*PAGE EXCERPT:*

Rhino's Ramblings - Food Security 30 Years Later

By Robert Thomas Opinion/Commentary

For over 30 years the Moose Jaw and District Food Bank has served Moose Jaw but in reality it was an organization that like itself and Hunger In Moose Jaw were suppose to long ago have had their obituaries written.

From its infancy the Moose Jaw and District Food Bank was not suppose to be a permanent institution.

The local Food Bank was actually part of a nation-wide movement to solve what was seen as a short-term problem. There were people in a country as rich as Canada who could not afford healthy and wholesome food at the same time good food was being thrown out.

It was a downward spiral of hungry people needing help to excel in life at the same time part of the solution was being tossed into the trash. A paradox that was keeping the poor from becoming full participants in the dream of better lives we all have.

And Moose Jaw, like so many other places in Saskatchewan in the 1980’s and into the 1990’s, was economically depressed. Jobs were scarce it seemed and even if you did get one it was minimum wage and you were lucky to get full-time hours. And yes the stories were true about the CPR station’s parking lot there actually was a pile of tumbleweeds often sitting there.

Mortgage rates peaking at 20 percent in 1981 seemed to be the start of a decline in Moose Jaw from the great heydays of the 1970’s when there was plenty of growth throughout the province. It was a time wheat was king and there was plenty of money and opportunity kicking around.

This is the world the Food Bank was born in.

.Decades later I can still remember being a reporter at the paper and area farmer and rural politician Ralph Howes telling me about how there was good food in Moose Jaw being thrown away when there were hungry people and children who could make use of it instead of it being hauled out to the landfill.

*DATA RECORDS:*
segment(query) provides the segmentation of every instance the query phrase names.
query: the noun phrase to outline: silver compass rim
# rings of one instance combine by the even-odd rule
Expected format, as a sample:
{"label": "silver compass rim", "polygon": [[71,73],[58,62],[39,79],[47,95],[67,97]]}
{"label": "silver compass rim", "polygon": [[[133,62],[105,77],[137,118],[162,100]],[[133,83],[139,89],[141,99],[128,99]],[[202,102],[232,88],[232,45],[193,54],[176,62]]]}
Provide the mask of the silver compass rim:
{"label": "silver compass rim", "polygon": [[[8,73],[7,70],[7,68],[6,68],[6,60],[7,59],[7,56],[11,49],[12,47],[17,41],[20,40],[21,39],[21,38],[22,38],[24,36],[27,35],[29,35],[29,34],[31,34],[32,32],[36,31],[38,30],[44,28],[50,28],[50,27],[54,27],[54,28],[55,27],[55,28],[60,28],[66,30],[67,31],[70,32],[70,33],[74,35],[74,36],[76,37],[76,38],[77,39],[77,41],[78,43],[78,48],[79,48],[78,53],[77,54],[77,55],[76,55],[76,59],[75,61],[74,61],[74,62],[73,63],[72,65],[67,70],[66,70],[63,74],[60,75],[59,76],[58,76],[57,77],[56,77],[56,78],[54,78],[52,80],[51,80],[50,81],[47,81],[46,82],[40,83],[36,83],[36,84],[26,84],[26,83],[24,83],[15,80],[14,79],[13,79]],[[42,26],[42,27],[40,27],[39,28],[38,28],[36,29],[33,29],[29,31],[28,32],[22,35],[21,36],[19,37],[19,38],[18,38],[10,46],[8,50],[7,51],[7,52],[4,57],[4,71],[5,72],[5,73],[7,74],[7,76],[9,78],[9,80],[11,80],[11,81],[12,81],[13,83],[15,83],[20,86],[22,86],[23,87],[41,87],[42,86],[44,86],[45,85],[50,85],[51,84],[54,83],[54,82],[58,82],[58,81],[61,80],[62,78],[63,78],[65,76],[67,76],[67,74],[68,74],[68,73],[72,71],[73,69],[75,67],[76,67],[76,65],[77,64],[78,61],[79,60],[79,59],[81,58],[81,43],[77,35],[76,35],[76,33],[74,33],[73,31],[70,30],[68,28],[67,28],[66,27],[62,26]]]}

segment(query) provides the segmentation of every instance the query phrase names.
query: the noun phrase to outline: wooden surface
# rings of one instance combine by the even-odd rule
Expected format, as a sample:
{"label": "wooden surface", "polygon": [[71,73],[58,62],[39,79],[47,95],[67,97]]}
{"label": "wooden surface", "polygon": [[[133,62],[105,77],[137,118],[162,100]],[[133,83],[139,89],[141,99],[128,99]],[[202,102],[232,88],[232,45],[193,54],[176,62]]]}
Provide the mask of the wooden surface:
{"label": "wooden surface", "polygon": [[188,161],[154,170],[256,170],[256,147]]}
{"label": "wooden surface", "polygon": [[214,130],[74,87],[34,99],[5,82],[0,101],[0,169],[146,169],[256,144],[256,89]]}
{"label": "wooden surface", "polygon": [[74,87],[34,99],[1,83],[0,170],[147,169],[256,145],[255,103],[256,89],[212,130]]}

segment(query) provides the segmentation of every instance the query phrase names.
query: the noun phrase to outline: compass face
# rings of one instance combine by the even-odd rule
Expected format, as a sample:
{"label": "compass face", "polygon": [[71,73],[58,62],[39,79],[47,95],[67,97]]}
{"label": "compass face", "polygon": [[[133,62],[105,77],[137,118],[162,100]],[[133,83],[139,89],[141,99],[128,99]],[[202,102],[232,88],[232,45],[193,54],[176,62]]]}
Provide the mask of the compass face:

*AIM OF THE TASK:* Copy out the entire column on the Moose Jaw and District Food Bank word for word, from its title to its last sentence. The records are unrelated to the text and form separate material.

*TASK OUTPUT:*
Rhino's Ramblings - Food Security 30 Years Later

By Robert Thomas Opinion/Commentary

For over 30 years the Moose Jaw and District Food Bank has served Moose Jaw but in reality it was an organization that like itself and Hunger In Moose Jaw were suppose to long ago have had their obituaries written.

From its infancy the Moose Jaw and District Food Bank was not suppose to be a permanent institution.

The local Food Bank was actually part of a nation-wide movement to solve what was seen as a short-term problem. There were people in a country as rich as Canada who could not afford healthy and wholesome food at the same time good food was being thrown out.

It was a downward spiral of hungry people needing help to excel in life at the same time part of the solution was being tossed into the trash. A paradox that was keeping the poor from becoming full participants in the dream of better lives we all have.

And Moose Jaw, like so many other places in Saskatchewan in the 1980’s and into the 1990’s, was economically depressed. Jobs were scarce it seemed and even if you did get one it was minimum wage and you were lucky to get full-time hours. And yes the stories were true about the CPR station’s parking lot there actually was a pile of tumbleweeds often sitting there.

Mortgage rates peaking at 20 percent in 1981 seemed to be the start of a decline in Moose Jaw from the great heydays of the 1970’s when there was plenty of growth throughout the province. It was a time wheat was king and there was plenty of money and opportunity kicking around.

This is the world the Food Bank was born in.

.Decades later I can still remember being a reporter at the paper and area farmer and rural politician Ralph Howes telling me about how there was good food in Moose Jaw being thrown away when there were hungry people and children who could make use of it instead of it being hauled out to the landfill.